* [Instructions for the task] Your task is to gather the lines below that hold the string "stove".

++++++++++++++++++++

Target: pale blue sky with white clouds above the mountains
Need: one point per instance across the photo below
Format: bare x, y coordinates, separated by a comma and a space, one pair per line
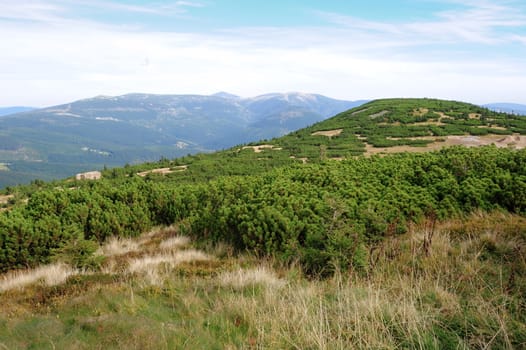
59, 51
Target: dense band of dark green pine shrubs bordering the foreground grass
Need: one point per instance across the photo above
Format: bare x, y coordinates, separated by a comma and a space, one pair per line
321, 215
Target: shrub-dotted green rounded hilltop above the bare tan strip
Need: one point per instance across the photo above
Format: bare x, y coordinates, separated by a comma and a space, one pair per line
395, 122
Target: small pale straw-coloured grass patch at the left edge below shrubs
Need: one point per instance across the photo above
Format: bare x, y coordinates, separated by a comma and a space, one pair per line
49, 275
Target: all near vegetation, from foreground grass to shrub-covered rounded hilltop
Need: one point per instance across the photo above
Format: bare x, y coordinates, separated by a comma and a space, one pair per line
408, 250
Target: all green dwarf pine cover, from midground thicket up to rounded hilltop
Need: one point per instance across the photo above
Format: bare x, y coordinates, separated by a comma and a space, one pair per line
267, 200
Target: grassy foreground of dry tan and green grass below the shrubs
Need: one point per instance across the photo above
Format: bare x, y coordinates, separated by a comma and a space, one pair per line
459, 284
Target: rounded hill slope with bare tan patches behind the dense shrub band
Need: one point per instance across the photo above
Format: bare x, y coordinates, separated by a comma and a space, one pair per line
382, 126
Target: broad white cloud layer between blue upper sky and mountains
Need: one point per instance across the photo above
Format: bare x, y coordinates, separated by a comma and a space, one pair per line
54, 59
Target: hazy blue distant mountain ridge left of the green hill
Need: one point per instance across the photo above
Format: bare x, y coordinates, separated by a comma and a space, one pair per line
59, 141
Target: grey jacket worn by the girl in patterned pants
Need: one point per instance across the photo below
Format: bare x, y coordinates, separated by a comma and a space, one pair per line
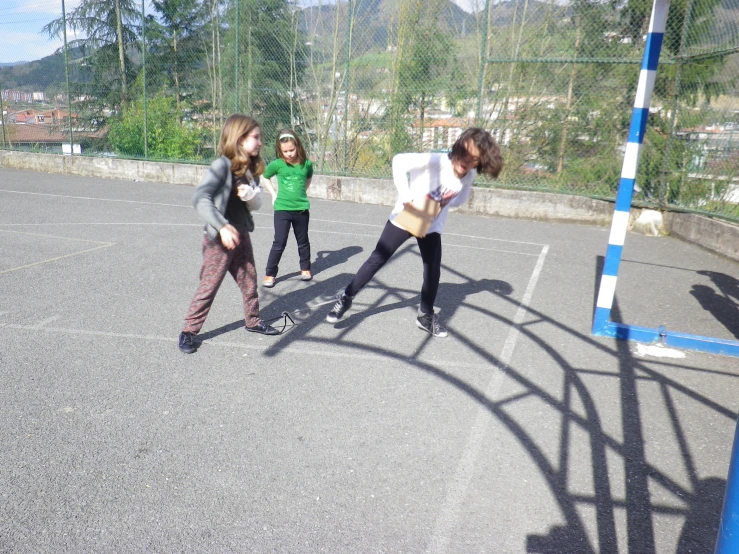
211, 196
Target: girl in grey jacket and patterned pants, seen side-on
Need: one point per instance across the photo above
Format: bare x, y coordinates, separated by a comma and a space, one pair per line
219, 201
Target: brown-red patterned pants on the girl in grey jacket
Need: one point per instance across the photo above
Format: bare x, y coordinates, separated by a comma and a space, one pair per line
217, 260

++++++++++++++++++++

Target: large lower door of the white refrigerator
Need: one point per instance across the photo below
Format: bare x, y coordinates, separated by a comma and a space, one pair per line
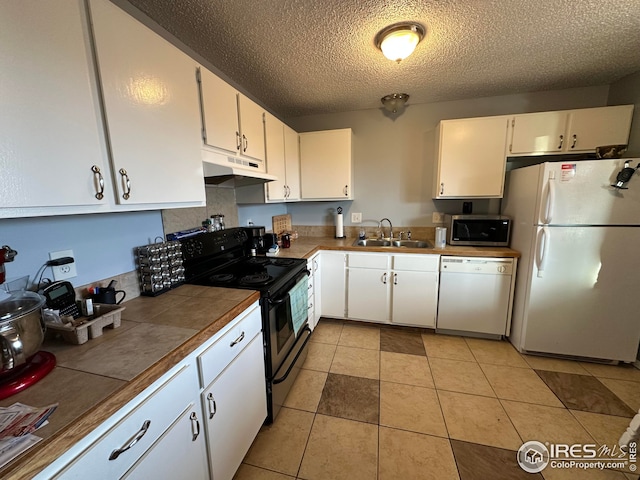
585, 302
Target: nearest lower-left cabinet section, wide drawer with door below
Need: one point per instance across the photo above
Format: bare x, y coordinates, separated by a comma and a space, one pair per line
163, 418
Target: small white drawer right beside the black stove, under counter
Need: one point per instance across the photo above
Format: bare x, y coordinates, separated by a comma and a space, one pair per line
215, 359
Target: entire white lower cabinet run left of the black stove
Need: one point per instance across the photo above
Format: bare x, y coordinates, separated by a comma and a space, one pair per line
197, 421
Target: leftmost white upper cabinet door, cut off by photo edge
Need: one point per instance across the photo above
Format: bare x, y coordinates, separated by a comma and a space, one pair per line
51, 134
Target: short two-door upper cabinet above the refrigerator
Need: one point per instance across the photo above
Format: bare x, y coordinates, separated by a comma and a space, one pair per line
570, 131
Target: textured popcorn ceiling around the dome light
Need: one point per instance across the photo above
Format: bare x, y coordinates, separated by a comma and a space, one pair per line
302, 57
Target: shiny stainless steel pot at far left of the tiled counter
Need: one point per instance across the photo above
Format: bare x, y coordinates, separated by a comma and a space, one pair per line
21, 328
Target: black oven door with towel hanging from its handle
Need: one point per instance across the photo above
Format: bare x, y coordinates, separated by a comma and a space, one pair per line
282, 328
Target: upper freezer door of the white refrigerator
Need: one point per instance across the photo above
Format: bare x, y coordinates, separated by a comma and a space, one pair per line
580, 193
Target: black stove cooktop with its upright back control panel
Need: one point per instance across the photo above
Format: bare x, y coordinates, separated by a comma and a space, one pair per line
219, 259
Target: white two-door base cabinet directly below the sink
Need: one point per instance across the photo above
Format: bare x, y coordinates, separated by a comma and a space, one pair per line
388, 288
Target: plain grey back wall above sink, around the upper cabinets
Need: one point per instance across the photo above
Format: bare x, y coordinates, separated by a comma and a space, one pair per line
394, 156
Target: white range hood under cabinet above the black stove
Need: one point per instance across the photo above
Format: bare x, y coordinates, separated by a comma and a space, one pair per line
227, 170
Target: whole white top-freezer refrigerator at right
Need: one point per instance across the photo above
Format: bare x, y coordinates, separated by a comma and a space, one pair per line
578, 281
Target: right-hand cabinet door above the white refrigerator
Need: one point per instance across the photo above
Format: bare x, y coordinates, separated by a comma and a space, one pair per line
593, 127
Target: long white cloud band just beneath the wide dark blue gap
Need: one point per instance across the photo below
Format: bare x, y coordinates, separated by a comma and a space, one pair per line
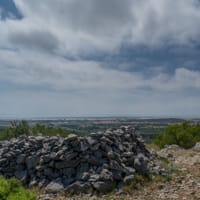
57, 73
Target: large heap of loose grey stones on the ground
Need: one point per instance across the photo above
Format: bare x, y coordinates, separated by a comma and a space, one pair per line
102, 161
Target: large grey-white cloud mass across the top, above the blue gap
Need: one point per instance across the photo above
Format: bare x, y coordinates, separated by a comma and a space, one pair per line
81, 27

++++++++++++++++++++

* [Response to the task]
Target: small white drawer right beside the black stove, under counter
Target: entire white lower cabinet run left of the black stove
Target: black stove cooktop with its upright back control panel
Target: white range hood under cabinet above the black stove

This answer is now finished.